## [Problem requirements]
Starting from the line with "Query: mowed grass", transcribe each line to the end of the records below. Copy them exactly and write nothing else.

## [Exercise data]
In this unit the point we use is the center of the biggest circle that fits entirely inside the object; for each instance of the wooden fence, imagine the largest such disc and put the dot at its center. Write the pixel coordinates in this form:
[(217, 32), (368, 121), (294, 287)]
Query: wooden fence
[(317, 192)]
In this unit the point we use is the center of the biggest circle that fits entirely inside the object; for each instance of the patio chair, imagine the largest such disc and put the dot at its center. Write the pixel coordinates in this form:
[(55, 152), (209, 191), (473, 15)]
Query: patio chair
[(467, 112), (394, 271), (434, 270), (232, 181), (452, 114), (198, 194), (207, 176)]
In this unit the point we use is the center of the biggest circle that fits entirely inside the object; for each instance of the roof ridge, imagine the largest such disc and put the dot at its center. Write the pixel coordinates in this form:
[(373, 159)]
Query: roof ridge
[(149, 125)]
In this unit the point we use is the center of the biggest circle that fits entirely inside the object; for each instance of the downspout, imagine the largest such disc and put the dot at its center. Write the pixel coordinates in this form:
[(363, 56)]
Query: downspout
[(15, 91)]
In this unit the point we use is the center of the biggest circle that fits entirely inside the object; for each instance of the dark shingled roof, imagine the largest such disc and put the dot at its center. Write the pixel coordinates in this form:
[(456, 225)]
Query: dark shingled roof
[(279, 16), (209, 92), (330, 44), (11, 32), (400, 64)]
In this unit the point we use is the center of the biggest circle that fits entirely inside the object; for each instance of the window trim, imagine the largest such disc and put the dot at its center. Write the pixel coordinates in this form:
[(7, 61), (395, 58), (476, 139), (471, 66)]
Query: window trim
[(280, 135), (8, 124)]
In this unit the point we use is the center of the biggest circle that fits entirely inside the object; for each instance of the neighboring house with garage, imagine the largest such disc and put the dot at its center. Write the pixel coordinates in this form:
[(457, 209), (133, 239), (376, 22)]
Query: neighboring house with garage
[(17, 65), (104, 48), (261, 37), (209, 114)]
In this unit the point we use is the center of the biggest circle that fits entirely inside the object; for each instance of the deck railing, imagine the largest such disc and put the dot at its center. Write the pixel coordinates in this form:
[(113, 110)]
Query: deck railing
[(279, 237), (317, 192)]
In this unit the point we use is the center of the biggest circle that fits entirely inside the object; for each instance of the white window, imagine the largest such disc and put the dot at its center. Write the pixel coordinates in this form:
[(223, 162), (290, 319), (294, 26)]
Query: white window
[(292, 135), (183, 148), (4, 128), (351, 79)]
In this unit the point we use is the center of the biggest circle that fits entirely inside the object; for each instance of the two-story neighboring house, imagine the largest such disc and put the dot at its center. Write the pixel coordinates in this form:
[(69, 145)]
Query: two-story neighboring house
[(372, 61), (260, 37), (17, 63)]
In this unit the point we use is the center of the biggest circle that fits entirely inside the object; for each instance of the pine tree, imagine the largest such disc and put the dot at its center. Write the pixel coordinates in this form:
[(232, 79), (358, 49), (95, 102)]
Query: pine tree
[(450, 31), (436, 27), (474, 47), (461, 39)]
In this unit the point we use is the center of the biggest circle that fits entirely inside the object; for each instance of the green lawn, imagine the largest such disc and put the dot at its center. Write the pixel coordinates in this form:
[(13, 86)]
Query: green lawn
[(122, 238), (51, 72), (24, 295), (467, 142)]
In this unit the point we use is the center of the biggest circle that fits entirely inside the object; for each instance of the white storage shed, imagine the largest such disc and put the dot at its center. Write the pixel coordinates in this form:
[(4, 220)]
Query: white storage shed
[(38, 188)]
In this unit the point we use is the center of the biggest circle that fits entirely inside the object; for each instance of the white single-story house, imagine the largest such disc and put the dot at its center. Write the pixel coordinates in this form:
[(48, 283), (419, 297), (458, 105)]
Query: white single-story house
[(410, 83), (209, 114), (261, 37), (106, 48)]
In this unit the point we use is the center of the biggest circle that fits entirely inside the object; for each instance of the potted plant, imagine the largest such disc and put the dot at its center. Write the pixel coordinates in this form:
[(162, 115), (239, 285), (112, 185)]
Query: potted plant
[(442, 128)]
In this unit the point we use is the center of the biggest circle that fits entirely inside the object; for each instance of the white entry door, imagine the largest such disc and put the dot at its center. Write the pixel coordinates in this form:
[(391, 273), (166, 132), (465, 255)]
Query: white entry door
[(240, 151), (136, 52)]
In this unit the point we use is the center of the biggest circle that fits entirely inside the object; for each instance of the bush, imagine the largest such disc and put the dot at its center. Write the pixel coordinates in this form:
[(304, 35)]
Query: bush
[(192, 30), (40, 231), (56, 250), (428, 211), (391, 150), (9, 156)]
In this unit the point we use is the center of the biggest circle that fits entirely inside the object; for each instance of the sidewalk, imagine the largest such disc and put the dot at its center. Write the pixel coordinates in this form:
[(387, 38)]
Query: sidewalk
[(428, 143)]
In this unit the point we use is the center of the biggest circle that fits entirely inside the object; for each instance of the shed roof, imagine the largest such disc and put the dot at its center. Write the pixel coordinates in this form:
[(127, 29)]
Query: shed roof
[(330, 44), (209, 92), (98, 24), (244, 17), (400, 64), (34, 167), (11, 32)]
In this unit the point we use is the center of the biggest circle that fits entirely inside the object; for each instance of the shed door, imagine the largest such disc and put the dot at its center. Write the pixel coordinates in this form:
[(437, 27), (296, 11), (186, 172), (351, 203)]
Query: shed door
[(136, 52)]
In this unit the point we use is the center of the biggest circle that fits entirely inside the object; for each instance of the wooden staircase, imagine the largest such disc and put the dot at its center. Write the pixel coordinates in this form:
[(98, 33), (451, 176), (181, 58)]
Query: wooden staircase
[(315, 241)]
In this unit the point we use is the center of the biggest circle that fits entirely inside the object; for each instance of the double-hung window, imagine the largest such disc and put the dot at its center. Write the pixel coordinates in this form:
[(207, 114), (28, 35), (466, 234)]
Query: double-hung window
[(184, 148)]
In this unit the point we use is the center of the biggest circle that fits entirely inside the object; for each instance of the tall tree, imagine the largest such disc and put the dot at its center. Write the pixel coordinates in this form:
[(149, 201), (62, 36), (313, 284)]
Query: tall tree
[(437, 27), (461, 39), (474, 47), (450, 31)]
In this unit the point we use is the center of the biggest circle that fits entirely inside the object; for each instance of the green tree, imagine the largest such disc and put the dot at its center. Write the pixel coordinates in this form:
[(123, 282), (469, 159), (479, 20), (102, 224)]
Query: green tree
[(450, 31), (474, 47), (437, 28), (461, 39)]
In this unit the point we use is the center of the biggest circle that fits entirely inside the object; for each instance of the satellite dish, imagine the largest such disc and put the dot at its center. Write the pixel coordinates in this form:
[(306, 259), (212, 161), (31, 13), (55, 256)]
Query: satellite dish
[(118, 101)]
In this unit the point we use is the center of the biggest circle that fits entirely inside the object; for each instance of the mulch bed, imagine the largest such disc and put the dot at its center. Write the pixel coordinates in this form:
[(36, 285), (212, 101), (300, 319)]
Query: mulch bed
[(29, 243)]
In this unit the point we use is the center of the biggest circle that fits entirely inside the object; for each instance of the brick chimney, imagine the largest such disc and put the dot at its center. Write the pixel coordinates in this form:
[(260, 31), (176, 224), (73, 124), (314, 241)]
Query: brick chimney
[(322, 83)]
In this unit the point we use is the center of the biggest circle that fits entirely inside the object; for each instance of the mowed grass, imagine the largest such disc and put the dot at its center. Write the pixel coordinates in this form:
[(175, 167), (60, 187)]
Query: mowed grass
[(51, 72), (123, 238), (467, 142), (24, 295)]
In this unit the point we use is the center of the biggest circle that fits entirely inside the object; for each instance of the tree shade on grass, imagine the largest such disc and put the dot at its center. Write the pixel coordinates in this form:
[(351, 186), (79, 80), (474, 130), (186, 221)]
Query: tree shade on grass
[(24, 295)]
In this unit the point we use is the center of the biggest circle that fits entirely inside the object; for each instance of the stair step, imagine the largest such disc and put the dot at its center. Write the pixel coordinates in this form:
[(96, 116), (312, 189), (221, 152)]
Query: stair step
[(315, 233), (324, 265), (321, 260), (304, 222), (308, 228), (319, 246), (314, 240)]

## [Answer for this exercise]
Query: mowed grass
[(51, 72), (123, 238), (467, 142), (24, 295)]
In this unit the point we use is the center of the biggest circle that fits entirely inside the object; for each instance of the tree shade on grass, imagine the largest such disc and put the dot at its center. Write the pixel coordinates in this form:
[(351, 186), (79, 80), (474, 130), (186, 221)]
Query: tree shade on grass
[(24, 295)]
In this unit the point we use is the center of the biggest circle that fits entirely inside the object; for each instance of the stair step, imagine the largest such disc and put the dot at its center. Write the pixel coordinates in this form:
[(96, 116), (312, 189), (221, 152)]
Query: stair step
[(315, 233), (324, 265), (321, 260), (304, 222), (308, 228), (319, 246), (314, 240)]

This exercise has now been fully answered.